(Instruction)
Switch "utility pole" to "telephone pole" throughout the stretch of the listing from its start through the line containing "x=605 y=167", then give back only that stretch with everything else unchanged.

(Stored data)

* Start *

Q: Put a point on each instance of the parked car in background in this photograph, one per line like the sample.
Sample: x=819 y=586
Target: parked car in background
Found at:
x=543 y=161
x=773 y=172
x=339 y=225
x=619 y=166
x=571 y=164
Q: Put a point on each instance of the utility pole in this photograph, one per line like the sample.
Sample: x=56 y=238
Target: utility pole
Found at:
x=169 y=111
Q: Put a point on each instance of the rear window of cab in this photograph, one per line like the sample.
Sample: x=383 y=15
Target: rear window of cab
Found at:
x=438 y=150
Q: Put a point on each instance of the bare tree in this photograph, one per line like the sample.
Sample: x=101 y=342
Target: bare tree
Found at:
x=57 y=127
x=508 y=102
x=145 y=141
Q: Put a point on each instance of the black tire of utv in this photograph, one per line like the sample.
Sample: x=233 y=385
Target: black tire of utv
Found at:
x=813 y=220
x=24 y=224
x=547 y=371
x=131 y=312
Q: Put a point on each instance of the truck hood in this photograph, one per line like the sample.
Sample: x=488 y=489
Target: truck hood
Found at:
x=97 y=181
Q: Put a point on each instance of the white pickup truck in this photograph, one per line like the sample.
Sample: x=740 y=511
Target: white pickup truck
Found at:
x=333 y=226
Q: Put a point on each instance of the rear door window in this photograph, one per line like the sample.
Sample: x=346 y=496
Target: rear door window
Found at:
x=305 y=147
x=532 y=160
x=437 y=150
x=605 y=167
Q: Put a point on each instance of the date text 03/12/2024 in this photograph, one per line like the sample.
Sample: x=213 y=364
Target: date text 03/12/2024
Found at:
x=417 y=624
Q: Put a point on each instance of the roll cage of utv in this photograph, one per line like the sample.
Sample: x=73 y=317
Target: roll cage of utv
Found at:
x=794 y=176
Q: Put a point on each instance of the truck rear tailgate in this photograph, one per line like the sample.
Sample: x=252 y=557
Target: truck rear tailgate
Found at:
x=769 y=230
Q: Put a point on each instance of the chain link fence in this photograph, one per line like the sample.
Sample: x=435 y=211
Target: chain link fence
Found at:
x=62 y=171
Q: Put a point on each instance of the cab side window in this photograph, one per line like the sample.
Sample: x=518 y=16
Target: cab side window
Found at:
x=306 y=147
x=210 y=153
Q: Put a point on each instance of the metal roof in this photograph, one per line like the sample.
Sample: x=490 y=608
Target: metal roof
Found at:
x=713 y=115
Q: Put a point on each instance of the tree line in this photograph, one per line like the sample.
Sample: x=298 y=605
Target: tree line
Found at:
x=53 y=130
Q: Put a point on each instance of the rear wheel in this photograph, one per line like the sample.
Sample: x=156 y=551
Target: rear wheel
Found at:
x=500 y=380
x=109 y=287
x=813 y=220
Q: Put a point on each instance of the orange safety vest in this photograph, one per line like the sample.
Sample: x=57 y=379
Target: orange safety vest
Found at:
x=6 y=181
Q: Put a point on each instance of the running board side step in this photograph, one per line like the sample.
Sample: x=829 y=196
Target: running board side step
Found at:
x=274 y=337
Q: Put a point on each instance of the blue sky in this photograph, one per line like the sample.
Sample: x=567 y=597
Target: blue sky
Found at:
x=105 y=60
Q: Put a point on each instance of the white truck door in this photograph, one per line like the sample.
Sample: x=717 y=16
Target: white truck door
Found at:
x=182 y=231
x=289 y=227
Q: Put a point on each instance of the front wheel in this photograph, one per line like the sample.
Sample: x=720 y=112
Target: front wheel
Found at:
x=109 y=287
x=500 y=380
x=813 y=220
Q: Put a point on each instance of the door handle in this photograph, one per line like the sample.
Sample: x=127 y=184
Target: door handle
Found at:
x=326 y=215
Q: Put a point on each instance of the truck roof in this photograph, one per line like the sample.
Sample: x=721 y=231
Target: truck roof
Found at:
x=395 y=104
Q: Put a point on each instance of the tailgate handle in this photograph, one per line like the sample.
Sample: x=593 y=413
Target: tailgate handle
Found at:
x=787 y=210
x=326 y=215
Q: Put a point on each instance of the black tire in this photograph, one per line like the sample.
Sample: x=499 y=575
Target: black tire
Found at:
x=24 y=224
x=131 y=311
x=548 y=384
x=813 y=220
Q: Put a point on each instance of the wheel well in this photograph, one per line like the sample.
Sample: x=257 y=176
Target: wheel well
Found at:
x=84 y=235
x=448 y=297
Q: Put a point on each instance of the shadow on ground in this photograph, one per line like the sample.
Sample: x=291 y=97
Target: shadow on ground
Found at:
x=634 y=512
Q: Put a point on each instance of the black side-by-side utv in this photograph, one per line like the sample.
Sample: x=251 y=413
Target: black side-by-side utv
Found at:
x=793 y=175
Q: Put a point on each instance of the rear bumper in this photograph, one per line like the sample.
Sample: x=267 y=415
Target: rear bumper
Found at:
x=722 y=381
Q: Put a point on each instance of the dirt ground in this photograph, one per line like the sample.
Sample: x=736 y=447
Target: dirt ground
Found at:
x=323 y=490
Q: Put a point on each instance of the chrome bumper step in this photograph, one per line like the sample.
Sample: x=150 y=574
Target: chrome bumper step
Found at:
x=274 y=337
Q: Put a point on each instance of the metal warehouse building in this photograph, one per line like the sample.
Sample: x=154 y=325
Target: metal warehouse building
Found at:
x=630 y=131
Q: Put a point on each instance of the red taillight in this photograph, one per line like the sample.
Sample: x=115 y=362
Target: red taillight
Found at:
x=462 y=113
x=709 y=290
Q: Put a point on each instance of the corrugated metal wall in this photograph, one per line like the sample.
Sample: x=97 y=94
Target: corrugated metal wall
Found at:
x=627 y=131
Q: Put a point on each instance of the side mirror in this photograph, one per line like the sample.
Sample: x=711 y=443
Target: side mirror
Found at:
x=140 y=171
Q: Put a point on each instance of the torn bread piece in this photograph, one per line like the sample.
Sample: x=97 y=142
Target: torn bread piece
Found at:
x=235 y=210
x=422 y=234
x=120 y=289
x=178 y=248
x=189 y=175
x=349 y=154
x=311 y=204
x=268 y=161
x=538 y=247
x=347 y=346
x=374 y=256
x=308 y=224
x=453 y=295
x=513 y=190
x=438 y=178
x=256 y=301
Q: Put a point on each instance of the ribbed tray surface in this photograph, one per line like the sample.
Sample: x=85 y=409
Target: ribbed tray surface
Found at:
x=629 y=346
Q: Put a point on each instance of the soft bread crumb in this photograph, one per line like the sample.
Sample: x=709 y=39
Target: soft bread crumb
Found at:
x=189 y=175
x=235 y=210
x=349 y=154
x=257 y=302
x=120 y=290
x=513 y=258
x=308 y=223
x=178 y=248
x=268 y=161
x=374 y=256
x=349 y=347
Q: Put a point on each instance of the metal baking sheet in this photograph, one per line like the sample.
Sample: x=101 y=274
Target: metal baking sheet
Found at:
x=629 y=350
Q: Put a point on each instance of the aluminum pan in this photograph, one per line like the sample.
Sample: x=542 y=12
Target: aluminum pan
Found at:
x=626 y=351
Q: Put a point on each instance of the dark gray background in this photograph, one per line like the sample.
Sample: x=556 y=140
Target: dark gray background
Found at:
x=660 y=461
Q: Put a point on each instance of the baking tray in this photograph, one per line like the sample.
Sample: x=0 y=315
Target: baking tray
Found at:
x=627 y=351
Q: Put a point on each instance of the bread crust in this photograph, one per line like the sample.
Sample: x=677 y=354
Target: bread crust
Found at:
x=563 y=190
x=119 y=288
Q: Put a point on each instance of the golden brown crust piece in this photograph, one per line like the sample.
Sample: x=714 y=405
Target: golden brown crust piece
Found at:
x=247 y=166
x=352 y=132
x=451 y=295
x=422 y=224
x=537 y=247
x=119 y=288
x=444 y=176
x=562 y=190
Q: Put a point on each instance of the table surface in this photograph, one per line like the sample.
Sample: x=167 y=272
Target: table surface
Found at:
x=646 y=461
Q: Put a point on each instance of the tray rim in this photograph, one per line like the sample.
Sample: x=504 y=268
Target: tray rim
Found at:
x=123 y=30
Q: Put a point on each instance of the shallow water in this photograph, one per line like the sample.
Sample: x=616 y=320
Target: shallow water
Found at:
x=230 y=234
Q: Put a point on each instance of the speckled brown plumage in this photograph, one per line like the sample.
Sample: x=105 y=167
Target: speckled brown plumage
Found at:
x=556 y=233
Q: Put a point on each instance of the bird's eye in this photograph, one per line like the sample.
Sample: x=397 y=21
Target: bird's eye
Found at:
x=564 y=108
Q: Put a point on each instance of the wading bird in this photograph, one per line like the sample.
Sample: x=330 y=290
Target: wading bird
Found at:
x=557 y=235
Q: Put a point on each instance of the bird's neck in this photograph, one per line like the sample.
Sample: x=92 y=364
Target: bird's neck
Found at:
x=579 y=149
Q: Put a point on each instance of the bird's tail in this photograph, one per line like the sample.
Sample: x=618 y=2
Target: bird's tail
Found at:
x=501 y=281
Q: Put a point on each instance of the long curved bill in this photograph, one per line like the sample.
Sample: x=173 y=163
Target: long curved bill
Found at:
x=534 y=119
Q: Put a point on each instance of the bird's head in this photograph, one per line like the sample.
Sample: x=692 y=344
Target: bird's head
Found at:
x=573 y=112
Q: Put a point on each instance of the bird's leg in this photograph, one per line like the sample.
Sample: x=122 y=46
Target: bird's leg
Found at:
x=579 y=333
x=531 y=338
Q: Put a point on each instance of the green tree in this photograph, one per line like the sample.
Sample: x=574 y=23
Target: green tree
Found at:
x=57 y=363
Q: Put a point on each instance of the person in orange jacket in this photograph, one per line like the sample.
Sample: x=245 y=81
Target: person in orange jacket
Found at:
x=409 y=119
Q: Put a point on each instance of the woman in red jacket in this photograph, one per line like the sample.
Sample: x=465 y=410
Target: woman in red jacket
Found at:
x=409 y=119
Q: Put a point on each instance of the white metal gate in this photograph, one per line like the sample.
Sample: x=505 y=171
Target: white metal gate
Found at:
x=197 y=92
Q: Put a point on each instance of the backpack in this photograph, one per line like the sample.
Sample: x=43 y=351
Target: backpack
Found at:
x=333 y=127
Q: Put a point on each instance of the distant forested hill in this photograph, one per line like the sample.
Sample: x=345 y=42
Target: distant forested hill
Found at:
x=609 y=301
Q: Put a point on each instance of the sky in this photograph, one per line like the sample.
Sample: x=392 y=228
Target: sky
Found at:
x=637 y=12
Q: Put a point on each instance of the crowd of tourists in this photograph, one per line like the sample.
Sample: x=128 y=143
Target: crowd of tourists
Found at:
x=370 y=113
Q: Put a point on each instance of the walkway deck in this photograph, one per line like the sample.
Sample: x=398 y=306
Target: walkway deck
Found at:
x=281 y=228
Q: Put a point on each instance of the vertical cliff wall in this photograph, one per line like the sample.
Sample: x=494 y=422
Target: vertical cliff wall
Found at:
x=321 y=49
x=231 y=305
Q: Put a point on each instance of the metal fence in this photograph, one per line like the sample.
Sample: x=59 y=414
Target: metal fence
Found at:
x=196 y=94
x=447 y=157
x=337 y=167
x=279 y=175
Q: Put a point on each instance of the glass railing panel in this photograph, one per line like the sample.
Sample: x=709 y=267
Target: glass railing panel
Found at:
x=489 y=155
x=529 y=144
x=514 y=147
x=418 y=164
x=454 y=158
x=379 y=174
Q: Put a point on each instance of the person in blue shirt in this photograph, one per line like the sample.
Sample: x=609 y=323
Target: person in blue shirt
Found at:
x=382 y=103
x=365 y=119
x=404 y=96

* End *

(Task result)
Q: Put a point on each instance of the parked car in background in this photograph, one per line like the sample.
Sample: x=819 y=586
Target: parked car in background
Found at:
x=543 y=161
x=773 y=172
x=339 y=225
x=619 y=166
x=571 y=164
Q: Put a point on each instance of the telephone pole in this photograph, one per line like the sample.
Sample: x=56 y=238
Target: telephone pole
Found at:
x=169 y=111
Q: Put a point on each instance of the rear window of cab in this photograph, one per line like the sample.
Sample: x=383 y=15
Target: rear window of cab
Found at:
x=438 y=150
Q: Put a point on each instance of the bare tree in this photograph, one per line like the sample.
Sample: x=101 y=342
Target: bare tree
Found at:
x=57 y=127
x=508 y=102
x=145 y=141
Q: Put a point on each instance of the black tire of utv in this photograph, one per line like the sample.
Sample: x=233 y=385
Target: black tire of utv
Found at:
x=813 y=220
x=24 y=224
x=547 y=371
x=131 y=312
Q: Put a point on each instance of the truck hood in this photograph, one per line like the sample.
Sample: x=488 y=489
Target: truck hood
Found at:
x=97 y=181
Q: Put a point on each instance of the white pickup truck in this photograph, one per line like the sample.
Sample: x=740 y=511
Target: white pickup truck
Found at:
x=333 y=226
Q: Put a point on each instance of the rear door window in this photograph, one per line like the sample.
Sample: x=346 y=496
Target: rear door window
Found at:
x=305 y=147
x=532 y=160
x=437 y=150
x=605 y=167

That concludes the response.